> Requisitos do exercício:
(a) Extraia do texto sobre o novo cinema argentino, sem nenhuma alteração, o trecho que vai de "Abandonemos" até "jogado a toalha).".
(b) Continue o texto sobre o novo cinema argentino a partir do ponto em que ele termina.

> Texto de origem:
####################
Abandonemos
a óbvia tentação de remeter o novo
cinema argentino à situação política
do país. De bobagens comercialóides brincando
de Chinatown como Nove Rainhas até
filmes vigorosos esteticamente como O Pântano,
o cinema argentino levanta muito mais questões
do que a quebra do país e, a rigor, estaria se
dando até com maior força caso não
estivesse sendo realizado num país falido (como,
ademais, o Brasil é, mesmo sem ter jogado a toalha).
Ainda mais por não se tratar de uma estética
derivada imediatamente da experiência local, a
se julgar por El Bonaerense e O Pântano,
mas de filmes que dialogam com o cinema contemporâneo
inteiro, de Arturo Ripstein a Hou Hsiao-hsien, de Claire
Denis a Frederick Wiseman. Um cinema que se apropria
do vivo, do bruto de maneira quase documentária
mas que não prescinde em nenhum momento do poder
de expressão e criação plástica
caros ao cinema.
El Bonaerense nos abre num subúrbio pobre
numa cidade distante do centro argentino. Conhecemos
Mendoza, um chaveiro que é contratado para abrir
um cofre ilegalmente. O negócio está todo
armado: ele fará o trabalho, será denunciado,
e de dentro da polícia alguém o levará
para Buenos Aires, onde terá as costas quentes
para perseguir uma carreira ascendente. Desde o começo,
se estabelece o signo da corrupção como
uma entidade endêmica no seio da sociedade (e
não só da corporação policial),
e o filme flagra isso tudo quase como um antropólogo:
filma as mesas de família, os estranhos rituais
que devem ficar em segredo, as festas do clã,
os estranhos códigos de relacionamento e as leis
de convivência.
####################
> Material de origem:

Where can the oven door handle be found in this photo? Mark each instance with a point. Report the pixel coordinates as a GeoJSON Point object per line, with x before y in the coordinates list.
####################
> Tarefas resolvidas:
(a)
Abandonemos
a óbvia tentação de remeter o novo
cinema argentino à situação política
do país. De bobagens comercialóides brincando
de Chinatown como Nove Rainhas até
filmes vigorosos esteticamente como O Pântano,
o cinema argentino levanta muito mais questões
do que a quebra do país e, a rigor, estaria se
dando até com maior força caso não
estivesse sendo realizado num país falido (como,
ademais, o Brasil é, mesmo sem ter jogado a toalha).

(b)
Se o filme tem uma precisão do registro, uma
veracidade quase documentária, não é
tanto por ceder à moda de fazer a câmera
balançar como um fetiche (como em Domingo
Sangrento), mas na escolha do "o que"
filmar e na proximidade com que filma tudo que rodeia
aquele mundo. Pensemos numa das cenas mais impactantes
do filme: num plantão de dia de Natal, depois
de uma alcoolizada festinha interna, Mendoza se ocupa
de tarefas burocráticas dentro do distrito enquanto
dois policiais param uma motocicleta em que os dois
passageiros estão absolutamente bêbados.
A cena é filmada do ponto de vista de Mendoza,
através de uma fresta de janela: o policial afasta
a persiana e um naco de espaço revela a falta
de cuidado dos policiais numa situação-limite.
A motoca parte em frente e a desgraça se dá,
fora do plano. Só a partir daí a câmera
deixa o recinto e parte para a rua, onde constata o
saldo do ocorrido. Quanto a nós, espectadores,
estamos numa posição delicada: ao mesmo
tempo presenciamos (junto com Mendoza, estamos com
ele) uma barbaridade (atirarem para matar em desobedientes
desarmados) e a penúria daqueles que a cometeram
(passaram a noite de Natal em claro, foram objeto de
desobediência, tiveram parco treinamento).
Mas se o filme consegue esquadrinhar um diagrama do
ambiente policial, é por conseguir ao mesmo tempo
filmar seus personagens como pessoas e como posições
institucionais. Mostra como um se imbrica no outro.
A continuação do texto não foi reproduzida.